**Directions for this task**
Continue the review of The Fall's concert at Stockport Town Hall, starting right after "He must have seen Blur soundchecking."

___ Extract provided ___

Simon Price, "Fall's Gold"

Melody Maker?, ? December 1991, Stockport Town Hall (18 or 23 Dec. 1991)

 

THE FALL

TOWN HALL, STOCKPORT

They're always be a Fall. And we'll always need one. A sarcy switchblade to the throat of all the mediocre crap we delude ourselves is hip. In these times, in this land of cloth-eared morons, we probably need Mark E. Smith's venomous intellect more than ever (a point underlined all too clearly by the inoffensive, middle-class, so-called dangerous fake-rage of that fucking shite Nirvana album which precedes their appearance). This is the man, remember, whose first words at the Reading festival were "Idiot groups with no shape or form/ Out of their heads on a quid of blow/The shapeless keks flapping up a storm. He must have seen Blur soundchecking.

___ Material provided ___

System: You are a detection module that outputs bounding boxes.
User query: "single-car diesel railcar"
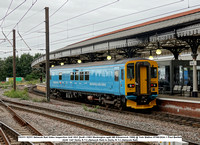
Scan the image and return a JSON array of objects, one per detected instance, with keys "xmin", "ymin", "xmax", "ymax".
[{"xmin": 50, "ymin": 58, "xmax": 158, "ymax": 109}]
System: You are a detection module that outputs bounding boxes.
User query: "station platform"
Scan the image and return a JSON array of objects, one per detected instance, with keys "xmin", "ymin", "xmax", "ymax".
[
  {"xmin": 36, "ymin": 84, "xmax": 200, "ymax": 118},
  {"xmin": 157, "ymin": 93, "xmax": 200, "ymax": 118}
]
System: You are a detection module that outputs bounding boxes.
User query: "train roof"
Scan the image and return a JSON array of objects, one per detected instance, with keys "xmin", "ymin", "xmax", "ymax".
[{"xmin": 51, "ymin": 58, "xmax": 148, "ymax": 69}]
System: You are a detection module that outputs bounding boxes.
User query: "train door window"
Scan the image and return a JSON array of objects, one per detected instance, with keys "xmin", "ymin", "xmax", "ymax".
[
  {"xmin": 151, "ymin": 67, "xmax": 157, "ymax": 78},
  {"xmin": 121, "ymin": 69, "xmax": 124, "ymax": 80},
  {"xmin": 127, "ymin": 63, "xmax": 134, "ymax": 79},
  {"xmin": 75, "ymin": 71, "xmax": 79, "ymax": 80},
  {"xmin": 59, "ymin": 72, "xmax": 62, "ymax": 80},
  {"xmin": 80, "ymin": 72, "xmax": 84, "ymax": 81},
  {"xmin": 70, "ymin": 72, "xmax": 74, "ymax": 80},
  {"xmin": 85, "ymin": 71, "xmax": 90, "ymax": 81},
  {"xmin": 115, "ymin": 70, "xmax": 119, "ymax": 81}
]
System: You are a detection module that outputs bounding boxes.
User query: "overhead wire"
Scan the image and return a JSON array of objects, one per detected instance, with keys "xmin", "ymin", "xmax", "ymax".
[
  {"xmin": 51, "ymin": 0, "xmax": 184, "ymax": 34},
  {"xmin": 0, "ymin": 0, "xmax": 26, "ymax": 21},
  {"xmin": 17, "ymin": 31, "xmax": 31, "ymax": 50},
  {"xmin": 23, "ymin": 0, "xmax": 119, "ymax": 35},
  {"xmin": 30, "ymin": 0, "xmax": 187, "ymax": 45},
  {"xmin": 49, "ymin": 0, "xmax": 69, "ymax": 18},
  {"xmin": 7, "ymin": 0, "xmax": 37, "ymax": 36},
  {"xmin": 41, "ymin": 2, "xmax": 200, "ymax": 47},
  {"xmin": 1, "ymin": 29, "xmax": 13, "ymax": 47},
  {"xmin": 23, "ymin": 0, "xmax": 69, "ymax": 35},
  {"xmin": 22, "ymin": 0, "xmax": 184, "ymax": 39},
  {"xmin": 0, "ymin": 0, "xmax": 13, "ymax": 27}
]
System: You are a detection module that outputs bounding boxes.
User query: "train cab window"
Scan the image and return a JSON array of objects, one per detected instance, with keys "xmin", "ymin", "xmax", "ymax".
[
  {"xmin": 151, "ymin": 67, "xmax": 157, "ymax": 78},
  {"xmin": 121, "ymin": 69, "xmax": 124, "ymax": 80},
  {"xmin": 115, "ymin": 70, "xmax": 119, "ymax": 81},
  {"xmin": 80, "ymin": 72, "xmax": 84, "ymax": 81},
  {"xmin": 59, "ymin": 73, "xmax": 62, "ymax": 80},
  {"xmin": 70, "ymin": 72, "xmax": 74, "ymax": 80},
  {"xmin": 127, "ymin": 63, "xmax": 134, "ymax": 79},
  {"xmin": 75, "ymin": 71, "xmax": 79, "ymax": 80},
  {"xmin": 85, "ymin": 71, "xmax": 90, "ymax": 81}
]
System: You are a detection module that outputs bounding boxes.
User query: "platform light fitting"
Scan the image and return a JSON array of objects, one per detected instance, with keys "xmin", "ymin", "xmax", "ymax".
[
  {"xmin": 156, "ymin": 49, "xmax": 162, "ymax": 55},
  {"xmin": 149, "ymin": 55, "xmax": 153, "ymax": 60},
  {"xmin": 149, "ymin": 50, "xmax": 153, "ymax": 60},
  {"xmin": 107, "ymin": 55, "xmax": 112, "ymax": 60},
  {"xmin": 77, "ymin": 59, "xmax": 82, "ymax": 63}
]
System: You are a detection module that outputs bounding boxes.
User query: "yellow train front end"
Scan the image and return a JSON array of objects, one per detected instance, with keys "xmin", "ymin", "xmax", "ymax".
[{"xmin": 125, "ymin": 59, "xmax": 158, "ymax": 109}]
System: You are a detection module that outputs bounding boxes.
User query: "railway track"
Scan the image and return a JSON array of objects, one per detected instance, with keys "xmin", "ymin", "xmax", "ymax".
[
  {"xmin": 30, "ymin": 88, "xmax": 200, "ymax": 145},
  {"xmin": 30, "ymin": 87, "xmax": 200, "ymax": 128},
  {"xmin": 0, "ymin": 100, "xmax": 54, "ymax": 145},
  {"xmin": 4, "ymin": 100, "xmax": 158, "ymax": 136}
]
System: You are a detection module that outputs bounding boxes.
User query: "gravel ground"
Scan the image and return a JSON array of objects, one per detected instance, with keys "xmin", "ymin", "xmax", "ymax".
[
  {"xmin": 16, "ymin": 111, "xmax": 99, "ymax": 136},
  {"xmin": 0, "ymin": 88, "xmax": 200, "ymax": 144}
]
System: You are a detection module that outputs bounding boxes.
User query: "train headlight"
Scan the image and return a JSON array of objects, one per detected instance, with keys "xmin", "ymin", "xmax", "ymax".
[
  {"xmin": 128, "ymin": 84, "xmax": 135, "ymax": 88},
  {"xmin": 151, "ymin": 83, "xmax": 157, "ymax": 87}
]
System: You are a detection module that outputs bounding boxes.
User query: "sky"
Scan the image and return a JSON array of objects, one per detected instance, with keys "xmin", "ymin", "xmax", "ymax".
[{"xmin": 0, "ymin": 0, "xmax": 200, "ymax": 58}]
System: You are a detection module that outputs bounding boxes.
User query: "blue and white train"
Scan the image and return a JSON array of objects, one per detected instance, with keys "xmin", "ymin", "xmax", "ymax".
[{"xmin": 50, "ymin": 58, "xmax": 158, "ymax": 109}]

___

**Response to the exercise**
Stockport is about as grim as the North gets. Inside grotesquely ornamental interior of Stockport Town Hall, amongst all the gaudy Victorian civil pride and cheap festive tinsel, the original Manic Street Preacher shuffles up to the lectern with a crease ironed into his jeans and delivers a welcome blast of the Anti Christmas Spirit: a hybrid of Alf Garnett, James Joyce, Mr Abusing and Scrooge muttering "humbug-ah!" in the face of enforced conviviality. I've always found Mark E Smith's rabid, loaming, bile-spattered vocal physically, almost sexually thrilling. Which may sound strange. But to most Fall apologists - the kind of people who use words like "trippy" (snigger, snigger) and "surreal" when their knowledge of art is roughly zero - Smith is little more than an alternative Vic Reeves, his lyrics deliberately meaningless streams of diseased consciousness. Which is to miss the point entirely. Smith is a clairvoyant to wit: one who sees clearly, storing deep into your soul and cackling at what he sees.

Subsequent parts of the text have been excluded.